[MATERIAL FOR THIS EXERCISE]:

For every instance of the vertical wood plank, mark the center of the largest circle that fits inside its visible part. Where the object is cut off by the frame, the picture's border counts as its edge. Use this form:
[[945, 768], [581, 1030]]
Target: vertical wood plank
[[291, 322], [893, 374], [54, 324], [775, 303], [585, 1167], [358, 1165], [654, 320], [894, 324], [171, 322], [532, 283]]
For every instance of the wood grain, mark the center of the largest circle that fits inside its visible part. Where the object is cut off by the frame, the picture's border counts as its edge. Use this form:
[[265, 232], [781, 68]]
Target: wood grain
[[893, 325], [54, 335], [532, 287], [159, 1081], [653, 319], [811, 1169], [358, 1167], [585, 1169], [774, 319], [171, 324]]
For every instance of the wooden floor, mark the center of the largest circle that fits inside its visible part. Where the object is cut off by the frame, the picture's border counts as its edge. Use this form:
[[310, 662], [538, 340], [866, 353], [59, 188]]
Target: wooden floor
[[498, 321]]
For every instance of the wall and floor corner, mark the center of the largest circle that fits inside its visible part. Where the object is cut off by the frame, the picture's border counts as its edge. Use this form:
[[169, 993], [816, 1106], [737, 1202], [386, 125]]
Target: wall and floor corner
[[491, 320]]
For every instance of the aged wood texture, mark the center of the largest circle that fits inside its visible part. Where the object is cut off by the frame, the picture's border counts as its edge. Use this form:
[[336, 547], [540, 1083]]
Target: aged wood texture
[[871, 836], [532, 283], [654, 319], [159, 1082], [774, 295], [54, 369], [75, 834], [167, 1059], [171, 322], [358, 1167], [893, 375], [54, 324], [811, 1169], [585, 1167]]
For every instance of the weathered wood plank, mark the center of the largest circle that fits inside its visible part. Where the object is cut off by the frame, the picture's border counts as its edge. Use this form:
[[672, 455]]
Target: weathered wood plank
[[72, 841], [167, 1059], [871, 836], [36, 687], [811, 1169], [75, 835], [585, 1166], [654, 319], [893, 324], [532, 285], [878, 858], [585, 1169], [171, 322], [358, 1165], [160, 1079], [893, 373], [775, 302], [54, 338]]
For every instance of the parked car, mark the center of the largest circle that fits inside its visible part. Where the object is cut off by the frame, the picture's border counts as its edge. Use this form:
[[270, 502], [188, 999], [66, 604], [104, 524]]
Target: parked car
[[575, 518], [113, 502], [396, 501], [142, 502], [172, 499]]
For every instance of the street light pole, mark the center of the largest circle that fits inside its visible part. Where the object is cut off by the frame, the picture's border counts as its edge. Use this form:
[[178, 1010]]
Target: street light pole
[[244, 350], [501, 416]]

[PROBLEM STATEMENT]: Please print verbatim each line from the first line of the entries above to the line that contains "[[945, 768], [581, 1030]]", inclusive, and nothing more.

[TASK OUTPUT]:
For every instance of the vertical wood plank, mark the center of the largest circle that fits inside its visible part. Where the object is cut off by the frame, the picture's border counts as its edge. Use this form:
[[945, 768], [581, 1030]]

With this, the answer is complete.